== GIVEN DATA ==

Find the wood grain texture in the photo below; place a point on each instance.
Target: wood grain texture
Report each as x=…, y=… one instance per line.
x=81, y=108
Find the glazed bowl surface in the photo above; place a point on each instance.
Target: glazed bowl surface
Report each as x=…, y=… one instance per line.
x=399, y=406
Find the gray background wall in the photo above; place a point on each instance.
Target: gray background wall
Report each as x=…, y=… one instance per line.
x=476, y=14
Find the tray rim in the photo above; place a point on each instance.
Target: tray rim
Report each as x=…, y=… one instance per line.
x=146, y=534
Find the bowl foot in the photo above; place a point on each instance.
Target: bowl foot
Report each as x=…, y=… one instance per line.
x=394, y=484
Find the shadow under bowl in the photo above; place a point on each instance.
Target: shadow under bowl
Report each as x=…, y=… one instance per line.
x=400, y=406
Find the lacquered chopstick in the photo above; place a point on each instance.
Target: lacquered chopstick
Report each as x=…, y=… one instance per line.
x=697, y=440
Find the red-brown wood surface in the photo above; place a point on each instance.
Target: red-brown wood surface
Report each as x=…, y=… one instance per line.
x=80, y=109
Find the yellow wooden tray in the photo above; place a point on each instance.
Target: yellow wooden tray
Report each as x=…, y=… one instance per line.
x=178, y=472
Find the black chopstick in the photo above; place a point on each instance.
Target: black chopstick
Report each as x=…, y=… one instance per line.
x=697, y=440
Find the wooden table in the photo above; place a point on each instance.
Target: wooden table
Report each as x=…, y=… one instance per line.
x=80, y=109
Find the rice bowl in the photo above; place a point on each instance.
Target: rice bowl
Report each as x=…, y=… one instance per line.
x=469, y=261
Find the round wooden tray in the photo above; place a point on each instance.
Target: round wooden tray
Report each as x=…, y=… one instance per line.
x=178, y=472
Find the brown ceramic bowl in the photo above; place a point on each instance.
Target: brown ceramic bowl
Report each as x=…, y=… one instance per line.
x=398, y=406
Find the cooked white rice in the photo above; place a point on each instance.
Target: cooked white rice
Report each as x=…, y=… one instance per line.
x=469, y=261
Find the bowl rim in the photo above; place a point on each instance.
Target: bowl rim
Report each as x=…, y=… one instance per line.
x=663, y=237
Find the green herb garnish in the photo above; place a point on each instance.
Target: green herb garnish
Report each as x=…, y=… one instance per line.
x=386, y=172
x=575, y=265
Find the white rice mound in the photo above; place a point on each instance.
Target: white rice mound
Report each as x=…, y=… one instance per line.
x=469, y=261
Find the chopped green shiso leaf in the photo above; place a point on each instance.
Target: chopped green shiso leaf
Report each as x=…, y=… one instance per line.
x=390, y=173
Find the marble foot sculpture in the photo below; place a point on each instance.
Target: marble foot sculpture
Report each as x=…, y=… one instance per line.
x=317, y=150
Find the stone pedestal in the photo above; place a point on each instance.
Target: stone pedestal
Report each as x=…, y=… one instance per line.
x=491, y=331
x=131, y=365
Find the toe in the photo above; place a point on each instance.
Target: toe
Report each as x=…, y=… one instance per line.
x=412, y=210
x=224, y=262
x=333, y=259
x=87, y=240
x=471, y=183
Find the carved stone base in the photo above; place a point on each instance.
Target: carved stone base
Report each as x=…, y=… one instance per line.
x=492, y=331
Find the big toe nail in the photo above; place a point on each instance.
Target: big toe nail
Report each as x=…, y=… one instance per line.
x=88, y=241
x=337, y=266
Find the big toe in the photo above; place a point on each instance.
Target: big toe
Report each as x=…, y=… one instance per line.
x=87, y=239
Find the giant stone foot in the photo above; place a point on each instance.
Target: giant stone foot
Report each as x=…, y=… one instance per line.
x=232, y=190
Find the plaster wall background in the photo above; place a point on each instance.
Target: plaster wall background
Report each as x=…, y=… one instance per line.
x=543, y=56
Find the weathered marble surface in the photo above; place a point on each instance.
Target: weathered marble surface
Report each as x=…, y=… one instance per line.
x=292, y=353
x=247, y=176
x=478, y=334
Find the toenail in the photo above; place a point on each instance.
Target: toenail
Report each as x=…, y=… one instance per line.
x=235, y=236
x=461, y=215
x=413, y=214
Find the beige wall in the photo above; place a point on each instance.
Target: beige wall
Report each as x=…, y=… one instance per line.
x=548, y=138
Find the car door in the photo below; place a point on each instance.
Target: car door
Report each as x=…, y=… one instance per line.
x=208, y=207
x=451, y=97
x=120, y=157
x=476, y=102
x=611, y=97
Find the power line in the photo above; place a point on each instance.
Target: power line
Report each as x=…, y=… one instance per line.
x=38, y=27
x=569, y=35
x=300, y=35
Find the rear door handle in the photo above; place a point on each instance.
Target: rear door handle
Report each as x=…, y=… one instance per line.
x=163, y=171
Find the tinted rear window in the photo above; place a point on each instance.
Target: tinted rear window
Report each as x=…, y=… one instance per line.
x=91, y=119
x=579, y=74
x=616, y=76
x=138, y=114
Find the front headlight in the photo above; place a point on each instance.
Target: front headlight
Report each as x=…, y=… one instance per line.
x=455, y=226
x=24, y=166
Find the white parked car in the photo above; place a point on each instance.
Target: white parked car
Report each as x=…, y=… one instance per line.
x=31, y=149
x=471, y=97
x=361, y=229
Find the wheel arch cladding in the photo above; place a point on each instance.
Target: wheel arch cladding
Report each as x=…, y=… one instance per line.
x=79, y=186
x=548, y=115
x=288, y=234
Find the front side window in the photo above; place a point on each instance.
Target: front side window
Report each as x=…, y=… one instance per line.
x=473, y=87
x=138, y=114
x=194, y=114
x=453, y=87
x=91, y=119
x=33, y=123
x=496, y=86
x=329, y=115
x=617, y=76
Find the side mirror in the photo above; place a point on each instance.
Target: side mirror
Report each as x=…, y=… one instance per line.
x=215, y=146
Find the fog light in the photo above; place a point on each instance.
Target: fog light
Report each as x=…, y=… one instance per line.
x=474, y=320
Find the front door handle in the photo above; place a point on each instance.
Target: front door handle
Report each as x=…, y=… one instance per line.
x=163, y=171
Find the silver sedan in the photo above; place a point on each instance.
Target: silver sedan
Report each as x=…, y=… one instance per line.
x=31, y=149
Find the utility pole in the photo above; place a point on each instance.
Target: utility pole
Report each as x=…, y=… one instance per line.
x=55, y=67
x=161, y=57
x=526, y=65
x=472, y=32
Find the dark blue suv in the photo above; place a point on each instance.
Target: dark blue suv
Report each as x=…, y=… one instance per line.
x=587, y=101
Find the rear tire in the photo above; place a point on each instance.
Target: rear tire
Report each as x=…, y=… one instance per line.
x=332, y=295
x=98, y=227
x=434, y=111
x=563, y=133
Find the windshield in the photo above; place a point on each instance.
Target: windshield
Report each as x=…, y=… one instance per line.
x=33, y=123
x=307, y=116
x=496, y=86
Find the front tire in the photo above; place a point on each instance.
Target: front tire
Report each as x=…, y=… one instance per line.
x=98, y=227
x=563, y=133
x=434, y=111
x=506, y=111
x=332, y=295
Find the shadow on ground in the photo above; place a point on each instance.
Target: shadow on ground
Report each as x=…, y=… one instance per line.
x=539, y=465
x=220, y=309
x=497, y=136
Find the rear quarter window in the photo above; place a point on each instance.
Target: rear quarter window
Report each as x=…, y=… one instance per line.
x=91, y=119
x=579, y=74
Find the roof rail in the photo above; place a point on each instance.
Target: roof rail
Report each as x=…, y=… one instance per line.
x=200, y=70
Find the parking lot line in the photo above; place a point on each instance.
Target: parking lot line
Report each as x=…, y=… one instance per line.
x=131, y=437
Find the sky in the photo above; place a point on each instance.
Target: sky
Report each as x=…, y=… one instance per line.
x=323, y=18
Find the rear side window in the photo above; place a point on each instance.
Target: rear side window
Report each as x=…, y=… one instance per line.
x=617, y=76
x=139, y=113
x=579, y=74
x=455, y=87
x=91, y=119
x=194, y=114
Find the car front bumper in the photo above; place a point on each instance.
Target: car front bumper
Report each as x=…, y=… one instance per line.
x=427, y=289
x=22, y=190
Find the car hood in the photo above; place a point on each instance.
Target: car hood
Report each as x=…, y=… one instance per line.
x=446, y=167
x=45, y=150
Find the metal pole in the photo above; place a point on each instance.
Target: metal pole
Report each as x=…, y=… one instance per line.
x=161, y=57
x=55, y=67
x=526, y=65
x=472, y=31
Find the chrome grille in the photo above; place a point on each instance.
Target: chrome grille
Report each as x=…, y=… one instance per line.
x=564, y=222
...
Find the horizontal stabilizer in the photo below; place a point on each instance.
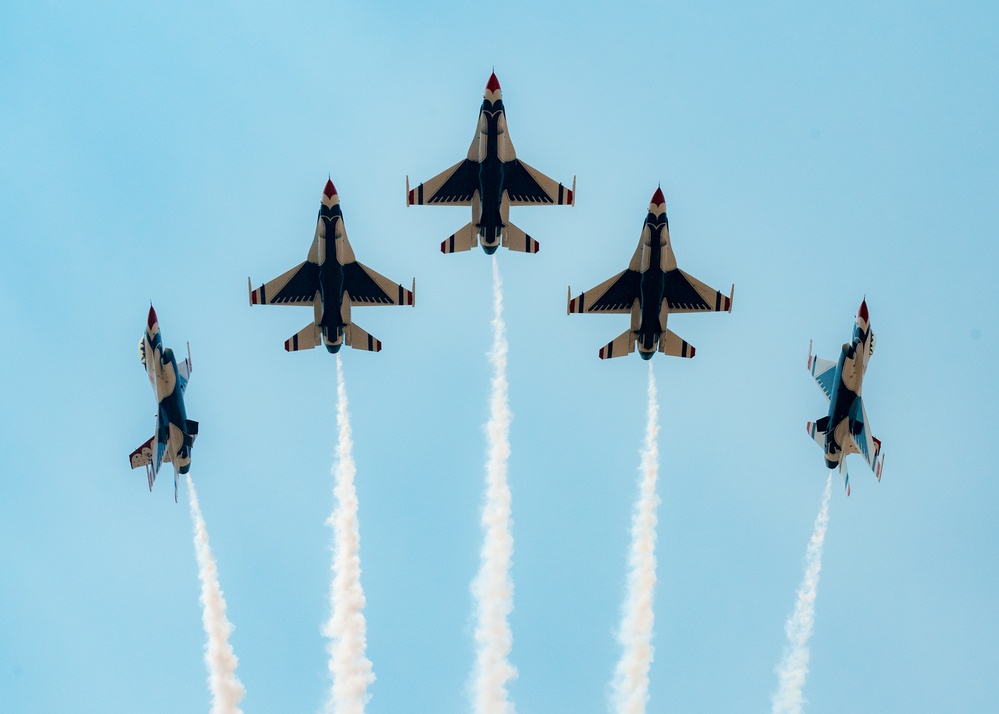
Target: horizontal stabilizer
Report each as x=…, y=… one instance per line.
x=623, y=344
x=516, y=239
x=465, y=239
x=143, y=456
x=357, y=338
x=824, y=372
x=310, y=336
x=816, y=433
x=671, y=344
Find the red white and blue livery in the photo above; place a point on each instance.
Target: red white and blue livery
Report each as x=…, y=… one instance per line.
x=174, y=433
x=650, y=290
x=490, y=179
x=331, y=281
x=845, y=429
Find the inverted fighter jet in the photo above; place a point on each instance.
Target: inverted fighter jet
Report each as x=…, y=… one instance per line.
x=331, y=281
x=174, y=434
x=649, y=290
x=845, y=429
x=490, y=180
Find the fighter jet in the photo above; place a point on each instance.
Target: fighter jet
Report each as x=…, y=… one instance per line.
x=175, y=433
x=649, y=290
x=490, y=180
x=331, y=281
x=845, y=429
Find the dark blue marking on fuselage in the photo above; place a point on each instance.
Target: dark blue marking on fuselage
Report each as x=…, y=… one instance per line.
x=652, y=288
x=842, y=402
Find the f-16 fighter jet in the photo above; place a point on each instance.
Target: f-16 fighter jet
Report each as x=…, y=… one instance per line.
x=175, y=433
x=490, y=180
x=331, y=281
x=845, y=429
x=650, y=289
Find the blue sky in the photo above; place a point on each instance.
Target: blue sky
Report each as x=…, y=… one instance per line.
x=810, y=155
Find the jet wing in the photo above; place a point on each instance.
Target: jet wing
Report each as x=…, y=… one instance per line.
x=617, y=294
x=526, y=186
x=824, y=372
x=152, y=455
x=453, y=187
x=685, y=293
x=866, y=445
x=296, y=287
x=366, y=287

== YOUR GOAL ==
Using the data above, reproduce exactly the lines from the line that contains "Find the white rice" through the line that contains "Target: chopped green shiso leaf", including both.

== EXERCISE ANSWER ==
Find the white rice mound in the photo above; place a point on each instance.
Target: white rice mound
Report each as x=…, y=… one instance per line.
x=469, y=261
Find the chopped green shiso leaf in the photo above; place a point on each instance.
Target: chopped green shiso leaf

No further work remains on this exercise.